begin RECORDS TO USE

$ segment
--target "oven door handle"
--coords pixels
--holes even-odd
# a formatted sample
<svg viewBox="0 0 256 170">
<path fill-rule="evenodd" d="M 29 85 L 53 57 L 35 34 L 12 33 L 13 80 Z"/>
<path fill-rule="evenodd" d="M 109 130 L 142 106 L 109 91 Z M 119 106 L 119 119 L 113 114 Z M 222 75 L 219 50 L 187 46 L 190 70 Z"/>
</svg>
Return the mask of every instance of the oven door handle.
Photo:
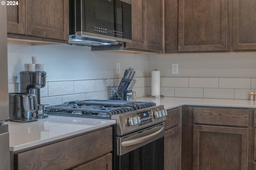
<svg viewBox="0 0 256 170">
<path fill-rule="evenodd" d="M 156 132 L 152 133 L 142 137 L 140 137 L 134 139 L 130 140 L 129 141 L 124 141 L 122 142 L 121 145 L 123 147 L 128 147 L 129 146 L 133 145 L 134 145 L 138 144 L 138 143 L 142 143 L 148 140 L 154 138 L 155 137 L 157 136 L 160 133 L 164 130 L 164 127 L 162 127 L 160 130 L 158 130 Z"/>
</svg>

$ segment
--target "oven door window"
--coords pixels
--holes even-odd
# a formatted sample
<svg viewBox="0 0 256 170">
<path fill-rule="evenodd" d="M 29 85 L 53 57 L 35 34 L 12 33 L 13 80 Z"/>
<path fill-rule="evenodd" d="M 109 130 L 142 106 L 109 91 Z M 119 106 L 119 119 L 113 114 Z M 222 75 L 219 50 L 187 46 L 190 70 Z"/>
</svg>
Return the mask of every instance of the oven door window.
<svg viewBox="0 0 256 170">
<path fill-rule="evenodd" d="M 117 168 L 122 170 L 161 170 L 164 169 L 164 137 L 118 156 Z"/>
</svg>

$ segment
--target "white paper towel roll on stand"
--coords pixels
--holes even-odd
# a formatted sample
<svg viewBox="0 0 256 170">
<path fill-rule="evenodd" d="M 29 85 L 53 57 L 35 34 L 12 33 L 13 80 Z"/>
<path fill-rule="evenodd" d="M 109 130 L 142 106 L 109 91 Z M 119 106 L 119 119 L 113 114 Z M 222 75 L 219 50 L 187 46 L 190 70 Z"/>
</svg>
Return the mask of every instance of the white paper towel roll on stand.
<svg viewBox="0 0 256 170">
<path fill-rule="evenodd" d="M 155 69 L 154 71 L 152 71 L 151 74 L 151 95 L 149 97 L 164 97 L 163 96 L 160 95 L 160 71 Z"/>
</svg>

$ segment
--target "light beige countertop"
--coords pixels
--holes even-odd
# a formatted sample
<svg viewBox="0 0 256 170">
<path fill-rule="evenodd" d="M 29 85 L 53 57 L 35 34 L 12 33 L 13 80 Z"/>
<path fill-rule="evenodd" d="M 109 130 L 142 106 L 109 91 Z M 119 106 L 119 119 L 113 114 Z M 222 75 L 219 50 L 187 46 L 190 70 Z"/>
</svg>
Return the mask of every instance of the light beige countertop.
<svg viewBox="0 0 256 170">
<path fill-rule="evenodd" d="M 116 123 L 115 120 L 49 115 L 46 119 L 8 125 L 10 150 L 21 149 Z"/>
<path fill-rule="evenodd" d="M 183 105 L 256 108 L 256 101 L 234 99 L 164 97 L 139 98 L 138 101 L 163 105 L 166 109 Z M 26 123 L 7 122 L 10 149 L 16 151 L 115 124 L 115 120 L 49 115 Z"/>
<path fill-rule="evenodd" d="M 139 98 L 138 101 L 152 102 L 156 105 L 163 105 L 166 109 L 182 105 L 256 108 L 256 101 L 238 99 L 222 99 L 165 97 L 162 98 Z"/>
</svg>

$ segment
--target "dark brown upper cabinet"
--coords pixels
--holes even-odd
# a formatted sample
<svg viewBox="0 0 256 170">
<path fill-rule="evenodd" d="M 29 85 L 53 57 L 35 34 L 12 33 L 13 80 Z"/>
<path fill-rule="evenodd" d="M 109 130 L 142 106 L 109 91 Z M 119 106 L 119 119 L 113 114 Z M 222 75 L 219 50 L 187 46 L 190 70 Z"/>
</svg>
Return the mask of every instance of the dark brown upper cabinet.
<svg viewBox="0 0 256 170">
<path fill-rule="evenodd" d="M 230 33 L 232 45 L 231 50 L 255 51 L 256 2 L 255 0 L 230 0 L 228 3 L 232 10 L 230 21 L 233 29 L 231 29 Z"/>
<path fill-rule="evenodd" d="M 126 47 L 162 51 L 162 0 L 132 0 L 132 43 Z"/>
<path fill-rule="evenodd" d="M 7 6 L 8 37 L 57 43 L 68 40 L 68 1 L 19 0 Z"/>
<path fill-rule="evenodd" d="M 256 51 L 254 0 L 165 0 L 163 53 Z"/>
<path fill-rule="evenodd" d="M 179 51 L 227 50 L 228 0 L 179 0 Z"/>
</svg>

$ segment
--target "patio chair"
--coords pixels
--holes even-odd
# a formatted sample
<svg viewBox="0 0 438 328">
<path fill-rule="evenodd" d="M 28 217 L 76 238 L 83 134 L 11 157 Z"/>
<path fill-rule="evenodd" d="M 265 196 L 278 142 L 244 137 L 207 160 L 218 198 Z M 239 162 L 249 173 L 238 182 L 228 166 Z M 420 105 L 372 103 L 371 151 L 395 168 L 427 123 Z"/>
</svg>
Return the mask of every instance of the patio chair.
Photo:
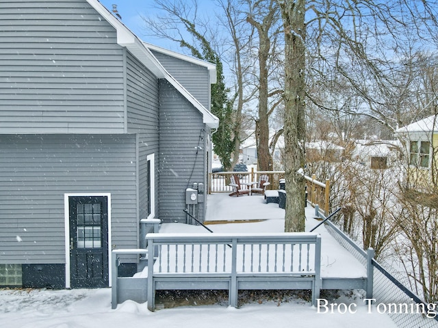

end RECORDS TO USE

[TASK TO CARRY OUT] State how many lines of the listing contain the word "dark". Reply with the number alone.

[TASK RESULT] 2